§ **GIVEN PASSAGE**:

>>>

Alexandre Herchcovitch (/pt-BR/; born 21 July 1971) is a Brazilian fashion designer. His designs have been at fashion shows in New York, Paris, London and São Paulo Fashion Weeks. Best known for avant-garde designs and eclectic prints, his trademark skulls became an icon of Brazilian youth in the 1990s.

==Early life==
Herchcovitch was born in São Paulo, Brazil. He is of Jewish descent, with his grandparents having immigrated to Brazil from Poland and Romania. He had his first contact with fashion through his mother, Regina, at the age of 10, when she gave him basic lessons of modelling and sewing at Herchcovitch's request. Regina started to wear the clothes he made in parties, which led him to sell his collections to friends. In his teens, Herchcovitch went to the alternative clubs of São Paulo nightlife, but at the same time he studied at an Orthodox Jewish school, a conflict that had a strong influence over his work afterwards.

==Products==
Selected products of his are sold in the United States, Canada, England, France, Spain and Australia. His first store in Tokyo has recently opened. Herchcovitch chose Tokyo because that is where a good part of his collections are purchased and where he has become somewhat of a fashion guru. The 1076 sqft store, which sits in the hip Daikanyama district, carries his men's, women's and denim collections and is operated in partnership with Japanese fashion distributor and retailer H.P. France.

==Honors==
In 2014, Herchcovitch became the first Brazilian fashion designer to receive the Ordem do Mérito Cultural.

In 2024, Herchcovitch made a fashion exposition at the Jewish Museum of São Paulo.

<<<

§ **ASSIGNED TASK A**:
In the passage on Alexandre Herchcovitch, which Tokyo district is his store in?
§ **ASSIGNED TASK B**:
Reproduce word for word the stretch of the Herchcovitch passage from "Alexandre Herchcovitch (/pt-BR/;" through "in the 1990s.".
§ **ASSIGNED TASK C**:
For each statement, decide whether the Herchcovitch passage supports it. Answer yes or no, and quote the words that decide it.
(i) Herchcovitch was born in Rio de Janeiro.
(ii) His mother gave him basic lessons in modelling and sewing when he was 10.
(iii) In 2014 he received the Ordem do Mérito Cultural.

§ **SOURCE DATA**:
>>>

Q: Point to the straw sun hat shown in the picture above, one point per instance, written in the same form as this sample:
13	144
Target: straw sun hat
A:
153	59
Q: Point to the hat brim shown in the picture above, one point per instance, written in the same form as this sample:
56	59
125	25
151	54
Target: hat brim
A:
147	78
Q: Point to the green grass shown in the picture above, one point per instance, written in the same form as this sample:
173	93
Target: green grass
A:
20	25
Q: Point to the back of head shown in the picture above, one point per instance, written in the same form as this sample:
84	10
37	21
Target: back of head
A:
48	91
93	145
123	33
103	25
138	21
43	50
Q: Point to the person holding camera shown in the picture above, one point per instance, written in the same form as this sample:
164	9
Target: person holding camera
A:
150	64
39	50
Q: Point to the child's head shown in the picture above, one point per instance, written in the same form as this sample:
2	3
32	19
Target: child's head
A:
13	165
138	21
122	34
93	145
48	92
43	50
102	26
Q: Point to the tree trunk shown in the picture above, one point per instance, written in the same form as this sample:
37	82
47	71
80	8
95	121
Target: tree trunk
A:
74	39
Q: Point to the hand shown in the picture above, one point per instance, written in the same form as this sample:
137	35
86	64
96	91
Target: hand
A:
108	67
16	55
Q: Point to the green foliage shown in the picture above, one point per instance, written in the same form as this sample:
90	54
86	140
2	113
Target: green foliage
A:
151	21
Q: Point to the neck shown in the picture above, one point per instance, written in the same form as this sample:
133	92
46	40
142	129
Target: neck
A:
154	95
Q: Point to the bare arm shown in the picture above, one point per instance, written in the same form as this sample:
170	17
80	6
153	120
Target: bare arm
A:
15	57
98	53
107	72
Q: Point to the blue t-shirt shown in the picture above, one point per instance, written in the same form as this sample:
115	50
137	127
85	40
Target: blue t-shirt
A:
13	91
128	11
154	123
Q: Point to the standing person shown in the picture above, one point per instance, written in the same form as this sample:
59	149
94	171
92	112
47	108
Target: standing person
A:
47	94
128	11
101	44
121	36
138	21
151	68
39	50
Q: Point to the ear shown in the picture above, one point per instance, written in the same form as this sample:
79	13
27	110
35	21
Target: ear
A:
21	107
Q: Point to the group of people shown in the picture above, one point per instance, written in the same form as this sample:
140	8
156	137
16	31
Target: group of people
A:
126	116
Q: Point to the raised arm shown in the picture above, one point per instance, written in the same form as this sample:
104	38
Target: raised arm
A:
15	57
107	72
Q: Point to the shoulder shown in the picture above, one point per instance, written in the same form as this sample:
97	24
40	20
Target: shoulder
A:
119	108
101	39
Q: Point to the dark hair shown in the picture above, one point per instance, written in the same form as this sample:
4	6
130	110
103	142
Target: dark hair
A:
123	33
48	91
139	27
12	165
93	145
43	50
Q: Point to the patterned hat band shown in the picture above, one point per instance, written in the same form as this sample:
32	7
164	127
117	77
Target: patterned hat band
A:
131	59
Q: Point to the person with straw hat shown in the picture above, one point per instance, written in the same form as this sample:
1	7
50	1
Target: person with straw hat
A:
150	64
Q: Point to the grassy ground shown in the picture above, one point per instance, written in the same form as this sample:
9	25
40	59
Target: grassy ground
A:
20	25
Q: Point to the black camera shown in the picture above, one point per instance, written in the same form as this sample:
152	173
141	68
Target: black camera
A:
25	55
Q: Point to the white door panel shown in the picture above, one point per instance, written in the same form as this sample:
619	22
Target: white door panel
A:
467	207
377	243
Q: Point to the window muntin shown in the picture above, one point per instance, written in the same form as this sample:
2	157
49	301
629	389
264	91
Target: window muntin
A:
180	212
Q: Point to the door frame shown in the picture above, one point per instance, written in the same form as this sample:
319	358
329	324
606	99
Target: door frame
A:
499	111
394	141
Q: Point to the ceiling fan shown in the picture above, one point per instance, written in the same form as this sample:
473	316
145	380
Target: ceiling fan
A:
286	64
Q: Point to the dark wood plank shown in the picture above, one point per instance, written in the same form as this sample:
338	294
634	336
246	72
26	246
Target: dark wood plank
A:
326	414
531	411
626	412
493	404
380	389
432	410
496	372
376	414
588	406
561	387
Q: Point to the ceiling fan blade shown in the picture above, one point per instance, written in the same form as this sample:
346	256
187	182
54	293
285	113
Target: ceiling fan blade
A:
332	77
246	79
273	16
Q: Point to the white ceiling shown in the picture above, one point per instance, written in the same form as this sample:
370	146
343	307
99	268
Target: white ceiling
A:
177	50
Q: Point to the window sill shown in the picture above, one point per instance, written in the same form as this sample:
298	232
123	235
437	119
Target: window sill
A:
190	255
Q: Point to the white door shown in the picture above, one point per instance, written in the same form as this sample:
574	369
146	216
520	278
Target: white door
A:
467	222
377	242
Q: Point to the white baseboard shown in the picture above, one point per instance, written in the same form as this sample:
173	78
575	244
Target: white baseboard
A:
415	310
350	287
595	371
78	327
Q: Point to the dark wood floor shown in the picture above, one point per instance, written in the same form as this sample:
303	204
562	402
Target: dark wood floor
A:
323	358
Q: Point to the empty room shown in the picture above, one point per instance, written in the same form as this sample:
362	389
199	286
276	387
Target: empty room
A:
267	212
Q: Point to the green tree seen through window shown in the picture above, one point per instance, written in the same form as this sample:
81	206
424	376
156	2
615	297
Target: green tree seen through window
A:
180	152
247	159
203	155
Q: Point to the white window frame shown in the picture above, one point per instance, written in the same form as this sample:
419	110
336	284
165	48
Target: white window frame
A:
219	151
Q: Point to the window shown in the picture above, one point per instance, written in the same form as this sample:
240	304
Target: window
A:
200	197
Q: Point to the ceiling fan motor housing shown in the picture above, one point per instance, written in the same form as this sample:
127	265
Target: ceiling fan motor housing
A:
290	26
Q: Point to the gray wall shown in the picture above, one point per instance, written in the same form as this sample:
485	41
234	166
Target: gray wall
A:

<<<

§ **YOUR RESPONSE A**:
The Daikanyama district.

§ **YOUR RESPONSE B**:
Alexandre Herchcovitch (/pt-BR/; born 21 July 1971) is a Brazilian fashion designer. His designs have been at fashion shows in New York, Paris, London and São Paulo Fashion Weeks. Best known for avant-garde designs and eclectic prints, his trademark skulls became an icon of Brazilian youth in the 1990s.

§ **YOUR RESPONSE C**:
(i) No: "Herchcovitch was born in São Paulo, Brazil."
(ii) Yes: "at the age of 10, when she gave him basic lessons of modelling and sewing"
(iii) Yes: "In 2014, Herchcovitch became the first Brazilian fashion designer to receive the Ordem do Mérito Cultural."